* Excerpt to read *
______________________________

Saturday, February 26, 2022

"I Don't Believe They Are Entitled To Be Called Literature, Not Even When They Are Written by Conan Doyle"

BY THE TIME this article appeared, Sherlock Holmes had been "dead" for about a year (see "The Final Problem"), with his Adventures and Memoirs readily available in hardcover and the prospect of his reemergence exceedingly dim. It was at this point that today's author decided to consult . . .

"A Detective on Detective Stories."
By W. E. Grey (?-?).
First appearance: Cassell's Family Magazine, December 1894.
Article (6 pages).
Online at Hathi Trust (HERE; preferable) and below.
     ". . . still, I feel pleased he has stopped writing them."

In a previous article (HERE), we weren't surprised that at least one high-level Scotland Yard official didn't hold the Sherlock Holmes stories in as high regard as the general reading public of the time did; this interview with an anonymous lower-ranking police detective echoes that sentiment and broadens it to all detective stories:
References and resources:
- Wikipedia has a page listing the Sherlock Holmes canon (HERE).

______________________________

* Material *
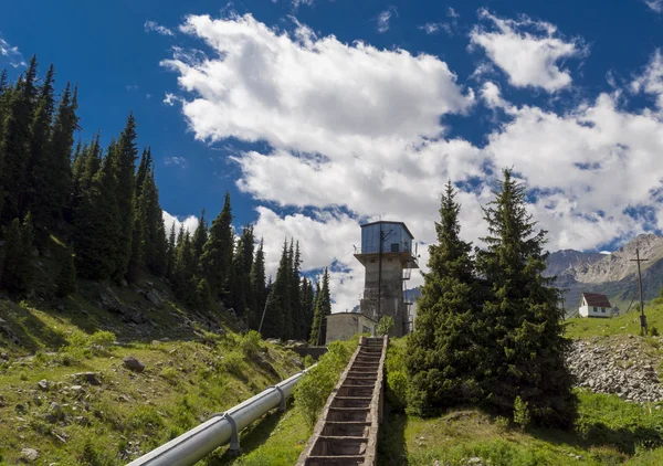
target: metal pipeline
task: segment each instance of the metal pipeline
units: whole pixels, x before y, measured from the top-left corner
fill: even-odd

______________________________

* Required actions *
1. List every Sherlock Holmes work that the blog post about the 1894 article on detective stories names.
2. Answer these from the blog post about the 1894 article on detective stories:
(a) In what magazine and month did the article first appear?
(b) How many pages long is the article?
(c) Who is interviewed in the article?
3. Carry on the blog post about the 1894 article on detective stories from its last line.

* Set of answers *
1.
"The Final Problem"
Adventures
Memoirs

2.
(a) Cassell's Family Magazine, December 1894.
(b) 6 pages.
(c) An anonymous lower-ranking police detective.

3.
- "Seven Dials": Referenced in an Agatha Christie story:
  "Seven Dials is a road junction in the St Giles district of the London Borough of Camden, close to Covent Garden in the West End of London. Seven streets converge at the roughly circular junction, at the centre of which is a column bearing six sundials – the column had been commissioned before a late-stage alteration of the plans from an original six roads to seven" (Wikipedia HERE).
- "Austin succeeded in forging a Bank of England note": Does the detective mean Austin Bidwell?
  "From 21 January to 28 February 1873, four American con-artists defrauded the Bank of England of £102,217, equivalent to nearly £10 million in 2015. The four men responsible for the Bank of England forgeries, brothers George and Austin Bidwell, George MacDonnell and Edwin Noyes were convicted at the Old Bailey and sentenced to life imprisonment" (Wikipedia HERE).
- "another detective story in which the forger leaves his trade and takes to stealing the plans of a new torpedo": That would be Arthur Morrison's "The Case of the Dixon Torpedo" (HERE).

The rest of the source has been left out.